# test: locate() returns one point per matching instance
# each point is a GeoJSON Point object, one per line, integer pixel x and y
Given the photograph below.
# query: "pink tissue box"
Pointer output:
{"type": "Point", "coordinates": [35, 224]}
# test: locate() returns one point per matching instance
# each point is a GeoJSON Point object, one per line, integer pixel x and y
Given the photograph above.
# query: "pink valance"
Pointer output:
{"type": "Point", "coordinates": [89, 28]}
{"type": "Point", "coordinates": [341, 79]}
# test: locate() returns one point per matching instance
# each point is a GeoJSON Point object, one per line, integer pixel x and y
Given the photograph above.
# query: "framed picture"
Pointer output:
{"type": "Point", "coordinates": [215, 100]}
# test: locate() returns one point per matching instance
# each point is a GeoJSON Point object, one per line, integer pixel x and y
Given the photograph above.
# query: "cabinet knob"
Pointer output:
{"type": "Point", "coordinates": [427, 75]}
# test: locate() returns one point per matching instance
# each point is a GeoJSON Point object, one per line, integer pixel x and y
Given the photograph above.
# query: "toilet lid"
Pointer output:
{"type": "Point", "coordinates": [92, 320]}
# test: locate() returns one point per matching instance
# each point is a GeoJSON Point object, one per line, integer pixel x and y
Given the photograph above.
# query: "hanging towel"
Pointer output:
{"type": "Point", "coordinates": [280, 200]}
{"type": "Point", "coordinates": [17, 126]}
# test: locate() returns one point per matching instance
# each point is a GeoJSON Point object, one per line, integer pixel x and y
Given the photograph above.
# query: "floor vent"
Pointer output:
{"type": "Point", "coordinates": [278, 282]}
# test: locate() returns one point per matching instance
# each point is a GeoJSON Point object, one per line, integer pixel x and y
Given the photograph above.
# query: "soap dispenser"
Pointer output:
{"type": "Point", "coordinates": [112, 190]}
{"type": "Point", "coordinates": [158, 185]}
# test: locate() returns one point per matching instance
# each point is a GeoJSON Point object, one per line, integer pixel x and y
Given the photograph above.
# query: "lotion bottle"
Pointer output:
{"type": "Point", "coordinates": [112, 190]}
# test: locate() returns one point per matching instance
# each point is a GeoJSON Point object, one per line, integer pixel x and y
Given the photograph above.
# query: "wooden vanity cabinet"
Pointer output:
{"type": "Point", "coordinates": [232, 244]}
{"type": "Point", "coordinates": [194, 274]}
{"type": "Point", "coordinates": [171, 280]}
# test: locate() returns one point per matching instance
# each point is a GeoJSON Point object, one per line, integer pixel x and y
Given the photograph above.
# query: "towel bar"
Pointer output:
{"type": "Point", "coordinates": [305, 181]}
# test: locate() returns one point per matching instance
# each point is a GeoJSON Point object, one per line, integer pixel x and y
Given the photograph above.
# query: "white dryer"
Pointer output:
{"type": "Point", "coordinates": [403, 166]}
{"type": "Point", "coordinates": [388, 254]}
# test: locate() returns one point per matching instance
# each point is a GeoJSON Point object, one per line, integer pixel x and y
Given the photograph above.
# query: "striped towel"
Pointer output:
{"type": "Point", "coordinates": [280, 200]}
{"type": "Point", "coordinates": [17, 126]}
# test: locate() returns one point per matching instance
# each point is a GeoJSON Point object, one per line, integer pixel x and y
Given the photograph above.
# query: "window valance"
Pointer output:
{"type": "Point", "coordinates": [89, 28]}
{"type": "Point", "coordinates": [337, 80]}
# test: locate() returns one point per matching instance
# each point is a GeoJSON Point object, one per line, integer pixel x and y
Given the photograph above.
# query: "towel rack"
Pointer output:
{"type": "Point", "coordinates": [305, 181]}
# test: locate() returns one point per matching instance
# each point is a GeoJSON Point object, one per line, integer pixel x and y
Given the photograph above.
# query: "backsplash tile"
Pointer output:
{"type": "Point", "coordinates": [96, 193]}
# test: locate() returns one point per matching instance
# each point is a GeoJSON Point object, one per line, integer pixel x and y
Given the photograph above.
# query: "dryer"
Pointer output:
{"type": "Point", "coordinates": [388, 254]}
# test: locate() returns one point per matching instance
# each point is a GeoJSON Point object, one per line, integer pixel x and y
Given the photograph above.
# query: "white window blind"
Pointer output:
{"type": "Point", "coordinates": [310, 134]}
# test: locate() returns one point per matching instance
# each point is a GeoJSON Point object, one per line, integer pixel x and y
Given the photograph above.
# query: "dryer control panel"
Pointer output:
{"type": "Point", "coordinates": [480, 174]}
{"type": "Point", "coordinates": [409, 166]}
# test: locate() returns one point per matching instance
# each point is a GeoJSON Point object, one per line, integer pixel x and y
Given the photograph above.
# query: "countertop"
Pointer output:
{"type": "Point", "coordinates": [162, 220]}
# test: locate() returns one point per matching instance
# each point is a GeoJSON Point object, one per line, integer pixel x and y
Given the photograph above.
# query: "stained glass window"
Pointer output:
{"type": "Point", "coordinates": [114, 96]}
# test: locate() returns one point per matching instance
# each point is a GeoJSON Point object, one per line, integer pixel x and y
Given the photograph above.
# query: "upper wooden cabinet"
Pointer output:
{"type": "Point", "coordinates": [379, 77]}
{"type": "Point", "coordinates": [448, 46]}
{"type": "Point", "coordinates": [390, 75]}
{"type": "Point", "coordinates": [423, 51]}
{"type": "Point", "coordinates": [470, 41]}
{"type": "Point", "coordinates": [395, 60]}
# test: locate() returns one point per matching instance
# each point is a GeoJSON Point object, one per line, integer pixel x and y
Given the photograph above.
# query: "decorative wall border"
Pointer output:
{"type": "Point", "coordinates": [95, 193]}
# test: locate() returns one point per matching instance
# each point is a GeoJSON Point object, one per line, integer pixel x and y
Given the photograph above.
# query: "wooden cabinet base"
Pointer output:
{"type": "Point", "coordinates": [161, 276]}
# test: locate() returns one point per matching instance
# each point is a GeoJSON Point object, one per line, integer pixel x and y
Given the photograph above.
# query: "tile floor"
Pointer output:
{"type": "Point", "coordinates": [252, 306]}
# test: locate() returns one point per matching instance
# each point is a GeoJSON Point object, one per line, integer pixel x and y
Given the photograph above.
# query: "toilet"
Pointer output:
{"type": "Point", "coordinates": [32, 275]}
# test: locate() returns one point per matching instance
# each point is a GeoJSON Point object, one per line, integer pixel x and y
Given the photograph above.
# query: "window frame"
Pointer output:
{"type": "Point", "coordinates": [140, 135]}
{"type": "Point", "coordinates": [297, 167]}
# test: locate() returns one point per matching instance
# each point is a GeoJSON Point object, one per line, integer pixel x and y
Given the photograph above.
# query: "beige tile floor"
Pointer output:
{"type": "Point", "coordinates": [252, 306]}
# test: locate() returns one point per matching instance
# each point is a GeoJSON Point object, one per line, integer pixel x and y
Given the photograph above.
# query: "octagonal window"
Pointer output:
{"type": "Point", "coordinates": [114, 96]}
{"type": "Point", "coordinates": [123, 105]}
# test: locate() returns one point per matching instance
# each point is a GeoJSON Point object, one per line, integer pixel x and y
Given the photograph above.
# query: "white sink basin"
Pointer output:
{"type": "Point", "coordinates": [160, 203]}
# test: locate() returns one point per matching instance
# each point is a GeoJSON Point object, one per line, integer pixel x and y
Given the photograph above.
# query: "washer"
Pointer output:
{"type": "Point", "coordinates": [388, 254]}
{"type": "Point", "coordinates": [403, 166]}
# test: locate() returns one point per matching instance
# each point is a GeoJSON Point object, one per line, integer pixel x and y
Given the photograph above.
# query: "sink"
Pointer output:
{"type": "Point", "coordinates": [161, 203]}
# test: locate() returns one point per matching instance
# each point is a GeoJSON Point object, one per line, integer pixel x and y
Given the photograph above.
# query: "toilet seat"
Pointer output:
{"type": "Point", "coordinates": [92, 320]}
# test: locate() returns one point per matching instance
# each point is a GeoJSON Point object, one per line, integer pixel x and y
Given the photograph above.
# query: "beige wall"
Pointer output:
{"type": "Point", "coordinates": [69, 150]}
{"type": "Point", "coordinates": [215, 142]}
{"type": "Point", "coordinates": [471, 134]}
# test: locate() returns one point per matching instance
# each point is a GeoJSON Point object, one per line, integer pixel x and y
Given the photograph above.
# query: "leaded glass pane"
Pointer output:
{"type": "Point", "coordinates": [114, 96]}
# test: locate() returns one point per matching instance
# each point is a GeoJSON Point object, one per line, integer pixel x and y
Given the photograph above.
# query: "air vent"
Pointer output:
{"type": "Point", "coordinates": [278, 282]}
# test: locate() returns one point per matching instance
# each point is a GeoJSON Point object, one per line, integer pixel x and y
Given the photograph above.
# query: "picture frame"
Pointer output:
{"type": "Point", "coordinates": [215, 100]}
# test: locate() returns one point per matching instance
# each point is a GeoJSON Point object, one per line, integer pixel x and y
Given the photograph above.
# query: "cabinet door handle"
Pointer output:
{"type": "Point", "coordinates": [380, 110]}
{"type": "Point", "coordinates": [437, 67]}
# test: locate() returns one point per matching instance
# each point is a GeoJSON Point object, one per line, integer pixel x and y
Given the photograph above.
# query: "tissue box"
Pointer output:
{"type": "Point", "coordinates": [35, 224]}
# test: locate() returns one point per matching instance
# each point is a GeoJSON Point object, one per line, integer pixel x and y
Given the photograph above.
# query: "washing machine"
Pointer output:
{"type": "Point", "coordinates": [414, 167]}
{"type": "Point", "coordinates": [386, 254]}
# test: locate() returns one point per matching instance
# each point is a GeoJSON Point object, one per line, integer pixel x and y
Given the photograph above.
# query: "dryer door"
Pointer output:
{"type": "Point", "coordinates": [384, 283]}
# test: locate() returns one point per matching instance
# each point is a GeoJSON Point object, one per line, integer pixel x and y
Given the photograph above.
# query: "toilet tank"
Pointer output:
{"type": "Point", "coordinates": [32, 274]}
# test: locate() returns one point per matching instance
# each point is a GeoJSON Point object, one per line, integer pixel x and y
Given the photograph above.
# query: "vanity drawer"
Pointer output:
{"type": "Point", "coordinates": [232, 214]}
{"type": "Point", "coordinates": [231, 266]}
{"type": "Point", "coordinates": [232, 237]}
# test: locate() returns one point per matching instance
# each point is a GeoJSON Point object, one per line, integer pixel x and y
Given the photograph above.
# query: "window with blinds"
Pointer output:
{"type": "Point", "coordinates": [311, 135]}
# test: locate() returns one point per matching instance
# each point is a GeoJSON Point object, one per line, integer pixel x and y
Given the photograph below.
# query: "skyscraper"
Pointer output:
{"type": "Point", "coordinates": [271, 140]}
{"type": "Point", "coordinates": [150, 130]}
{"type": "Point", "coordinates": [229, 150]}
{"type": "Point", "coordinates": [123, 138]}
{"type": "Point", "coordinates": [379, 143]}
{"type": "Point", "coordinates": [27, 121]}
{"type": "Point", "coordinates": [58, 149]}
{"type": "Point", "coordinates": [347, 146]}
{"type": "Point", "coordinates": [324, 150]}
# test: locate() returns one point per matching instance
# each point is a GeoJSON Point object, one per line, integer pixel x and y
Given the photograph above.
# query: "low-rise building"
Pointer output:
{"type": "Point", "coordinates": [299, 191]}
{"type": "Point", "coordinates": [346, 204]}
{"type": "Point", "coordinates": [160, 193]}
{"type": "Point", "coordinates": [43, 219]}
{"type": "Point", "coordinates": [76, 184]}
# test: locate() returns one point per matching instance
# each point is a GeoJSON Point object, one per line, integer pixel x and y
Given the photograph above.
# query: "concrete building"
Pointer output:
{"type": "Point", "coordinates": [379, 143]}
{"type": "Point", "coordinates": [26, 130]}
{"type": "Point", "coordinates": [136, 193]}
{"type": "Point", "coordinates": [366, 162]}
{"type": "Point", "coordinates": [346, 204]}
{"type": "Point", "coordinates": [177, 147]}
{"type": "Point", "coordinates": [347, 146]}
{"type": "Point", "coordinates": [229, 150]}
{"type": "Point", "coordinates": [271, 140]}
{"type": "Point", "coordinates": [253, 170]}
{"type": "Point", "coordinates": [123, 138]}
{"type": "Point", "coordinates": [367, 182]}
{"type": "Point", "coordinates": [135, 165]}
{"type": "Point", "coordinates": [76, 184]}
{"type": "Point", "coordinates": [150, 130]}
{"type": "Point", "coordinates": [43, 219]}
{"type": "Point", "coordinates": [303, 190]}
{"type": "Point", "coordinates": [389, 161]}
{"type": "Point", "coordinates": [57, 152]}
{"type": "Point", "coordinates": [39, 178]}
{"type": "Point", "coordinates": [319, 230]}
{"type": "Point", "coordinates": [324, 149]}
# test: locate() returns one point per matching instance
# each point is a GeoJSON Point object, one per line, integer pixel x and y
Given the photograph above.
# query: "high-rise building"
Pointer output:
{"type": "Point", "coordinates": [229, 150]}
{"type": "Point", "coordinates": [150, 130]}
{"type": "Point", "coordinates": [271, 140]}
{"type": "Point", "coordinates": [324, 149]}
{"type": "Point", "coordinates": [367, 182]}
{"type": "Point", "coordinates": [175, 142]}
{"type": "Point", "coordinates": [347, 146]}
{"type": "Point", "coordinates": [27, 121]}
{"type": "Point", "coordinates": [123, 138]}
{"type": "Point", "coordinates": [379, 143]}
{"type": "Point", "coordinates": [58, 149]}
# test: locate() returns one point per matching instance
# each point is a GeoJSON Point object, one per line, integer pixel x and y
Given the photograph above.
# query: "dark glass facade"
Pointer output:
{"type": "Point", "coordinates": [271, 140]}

- [WHAT TO PRODUCE]
Which lines in the records above contain the string "tissue"? Show each of those lines in full, and treat uppercase and lowercase as different.

- [EXERCISE SOLUTION]
# query: "pink tissue box"
# query: "tissue box"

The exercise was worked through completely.